10	saveAsObjectFile(path) (Java and Scala) Writes the elements of the dataset in a simple format using Java serialization, which can then be loaded using SparkContext.objectFile().
11	countByKey() Only available on RDDs of type (K, V). Returns a hashmap of (K, Int) pairs with the count of each key.
12	foreach(func) Runs a function func on each element of the dataset. This is usually, done for side effects such as updating an Accumulator or interacting with external storage systems. Note − modifying variables other than Accumulators outside of the foreach() may result in undefined behavior. See Understanding closures for more details.

Programming with RDD

Let us see the implementations of few RDD transformations and actions in RDD programming with the help of an example.

Example

Consider a word count example − It counts each word appearing in a document. Consider the following text as an input and is saved as an input.txt file in a home directory.

input.txt − input file.

people are not as beautiful as they look,

as they walk or as they talk.

they are only as beautiful as they love,

as they care as they share.

Follow the procedure given below to execute the given example.

Open Spark-Shell

The following command is used to open spark shell. Generally, spark is built using Scala. Therefore, a Spark program runs on Scala environment.

$ spark-shell

If Spark shell opens successfully then you will find the following output. Look at the last line of the output “Spark context available as sc” means the Spark container is automatically created spark context object with the name sc. Before starting the first step of a program, the SparkContext object should be created.

====================

*SHORT EXERCISE 1:* In the Spark tutorial excerpt, on what type of RDDs is countByKey() available?

====================

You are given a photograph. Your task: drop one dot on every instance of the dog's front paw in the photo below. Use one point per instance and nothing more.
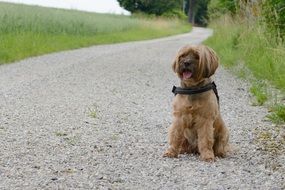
(170, 154)
(208, 157)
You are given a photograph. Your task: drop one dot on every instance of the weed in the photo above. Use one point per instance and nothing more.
(259, 92)
(278, 114)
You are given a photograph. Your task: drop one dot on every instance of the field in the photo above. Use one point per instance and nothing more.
(246, 49)
(30, 30)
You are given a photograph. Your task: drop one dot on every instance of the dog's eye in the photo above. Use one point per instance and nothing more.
(187, 63)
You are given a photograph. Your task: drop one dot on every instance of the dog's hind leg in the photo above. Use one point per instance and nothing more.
(176, 140)
(221, 146)
(205, 133)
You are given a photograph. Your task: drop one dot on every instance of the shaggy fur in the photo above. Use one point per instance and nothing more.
(197, 123)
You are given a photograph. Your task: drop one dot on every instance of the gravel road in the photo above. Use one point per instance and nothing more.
(97, 118)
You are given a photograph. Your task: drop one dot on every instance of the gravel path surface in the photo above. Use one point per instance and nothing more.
(97, 118)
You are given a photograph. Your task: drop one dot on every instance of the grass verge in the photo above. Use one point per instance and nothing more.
(245, 46)
(30, 30)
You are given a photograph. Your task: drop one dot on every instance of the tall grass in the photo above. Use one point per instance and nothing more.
(30, 30)
(240, 42)
(244, 45)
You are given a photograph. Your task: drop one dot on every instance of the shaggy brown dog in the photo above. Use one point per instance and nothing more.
(197, 125)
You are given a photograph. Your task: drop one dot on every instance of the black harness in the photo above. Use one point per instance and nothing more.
(190, 91)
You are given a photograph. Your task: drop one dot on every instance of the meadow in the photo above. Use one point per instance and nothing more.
(27, 31)
(246, 48)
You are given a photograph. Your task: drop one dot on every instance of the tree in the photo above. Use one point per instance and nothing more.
(157, 7)
(197, 11)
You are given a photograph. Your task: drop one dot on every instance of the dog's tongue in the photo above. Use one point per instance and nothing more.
(187, 75)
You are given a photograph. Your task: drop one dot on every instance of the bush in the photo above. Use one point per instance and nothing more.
(273, 12)
(175, 14)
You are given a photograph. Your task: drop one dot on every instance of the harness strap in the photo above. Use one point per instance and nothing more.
(191, 91)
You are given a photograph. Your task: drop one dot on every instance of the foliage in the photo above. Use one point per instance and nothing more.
(27, 31)
(175, 13)
(273, 12)
(200, 11)
(278, 114)
(218, 8)
(156, 7)
(237, 41)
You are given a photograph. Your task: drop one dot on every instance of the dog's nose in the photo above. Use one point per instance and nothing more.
(186, 64)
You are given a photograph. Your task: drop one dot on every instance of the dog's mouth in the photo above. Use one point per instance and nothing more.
(186, 75)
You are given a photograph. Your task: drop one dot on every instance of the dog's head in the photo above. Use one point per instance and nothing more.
(194, 63)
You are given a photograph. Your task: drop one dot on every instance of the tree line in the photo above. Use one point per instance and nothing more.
(271, 12)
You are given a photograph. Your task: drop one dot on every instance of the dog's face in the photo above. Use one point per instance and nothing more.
(195, 63)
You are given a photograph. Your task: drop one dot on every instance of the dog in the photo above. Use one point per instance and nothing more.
(197, 125)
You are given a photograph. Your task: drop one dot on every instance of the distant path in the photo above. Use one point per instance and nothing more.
(49, 140)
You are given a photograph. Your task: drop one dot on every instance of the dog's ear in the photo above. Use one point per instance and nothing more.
(181, 52)
(208, 61)
(175, 65)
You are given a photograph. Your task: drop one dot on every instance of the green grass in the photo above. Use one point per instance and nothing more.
(278, 114)
(245, 46)
(237, 41)
(258, 90)
(30, 30)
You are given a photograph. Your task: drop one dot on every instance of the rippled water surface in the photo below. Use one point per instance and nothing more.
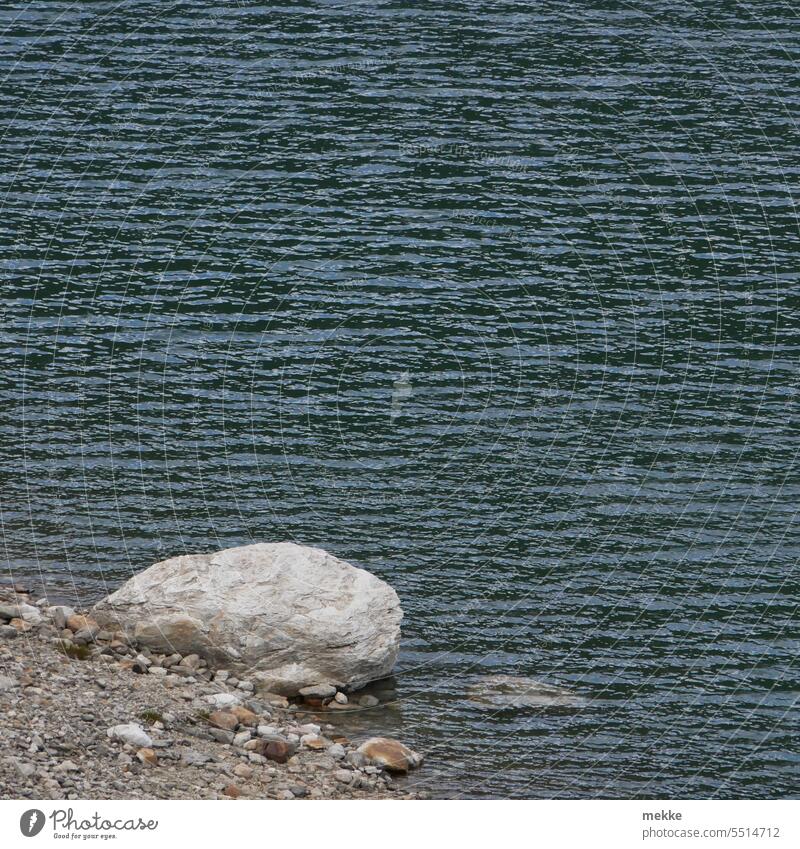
(497, 300)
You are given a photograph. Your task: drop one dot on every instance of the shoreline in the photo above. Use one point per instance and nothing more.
(93, 716)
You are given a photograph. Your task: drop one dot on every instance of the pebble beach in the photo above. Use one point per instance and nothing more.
(88, 714)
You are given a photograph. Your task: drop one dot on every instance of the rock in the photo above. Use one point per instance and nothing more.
(513, 691)
(76, 623)
(242, 737)
(318, 691)
(85, 635)
(337, 751)
(223, 700)
(25, 769)
(274, 750)
(288, 615)
(223, 719)
(390, 754)
(147, 756)
(274, 699)
(222, 736)
(192, 757)
(314, 741)
(9, 611)
(245, 716)
(130, 733)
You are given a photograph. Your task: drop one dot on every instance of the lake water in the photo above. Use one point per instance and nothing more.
(499, 301)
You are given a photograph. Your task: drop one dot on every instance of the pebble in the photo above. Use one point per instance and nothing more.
(130, 733)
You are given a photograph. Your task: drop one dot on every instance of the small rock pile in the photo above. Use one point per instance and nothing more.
(87, 713)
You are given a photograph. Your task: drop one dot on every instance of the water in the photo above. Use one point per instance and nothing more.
(498, 301)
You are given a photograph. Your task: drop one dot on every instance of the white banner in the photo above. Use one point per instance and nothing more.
(389, 824)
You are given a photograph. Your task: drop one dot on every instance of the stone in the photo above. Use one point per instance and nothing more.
(391, 754)
(147, 756)
(243, 771)
(357, 759)
(318, 691)
(223, 700)
(24, 768)
(9, 611)
(223, 719)
(516, 691)
(274, 750)
(242, 737)
(130, 733)
(222, 736)
(76, 622)
(314, 741)
(288, 616)
(245, 716)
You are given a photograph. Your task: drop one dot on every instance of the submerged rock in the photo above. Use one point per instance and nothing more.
(288, 615)
(514, 691)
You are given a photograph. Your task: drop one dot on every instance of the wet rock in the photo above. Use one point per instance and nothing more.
(289, 615)
(513, 691)
(390, 754)
(318, 691)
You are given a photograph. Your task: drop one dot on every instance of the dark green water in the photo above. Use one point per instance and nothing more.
(499, 301)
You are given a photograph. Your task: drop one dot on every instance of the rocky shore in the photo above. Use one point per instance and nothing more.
(88, 713)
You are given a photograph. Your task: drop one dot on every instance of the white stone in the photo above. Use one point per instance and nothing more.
(130, 733)
(286, 615)
(223, 700)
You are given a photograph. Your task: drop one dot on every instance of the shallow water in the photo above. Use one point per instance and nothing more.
(498, 302)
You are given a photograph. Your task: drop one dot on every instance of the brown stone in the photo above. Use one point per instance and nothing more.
(224, 719)
(245, 716)
(274, 750)
(77, 622)
(147, 756)
(390, 754)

====================

*SHORT EXERCISE 2:* Rewrite the records starting at the line containing "of the brown" and ending at the end of the records, swapping "brown stone" for "tan pebble" and leaving all else unchanged.

*CORRECT RESPONSE 1:* Only on RDDs of type (K, V).

*CORRECT RESPONSE 2:*
You are given a photograph. Your task: drop one dot on every instance of the tan pebble in the photo above. Use one point per instance and nothing more.
(224, 719)
(245, 716)
(274, 750)
(77, 622)
(147, 756)
(390, 754)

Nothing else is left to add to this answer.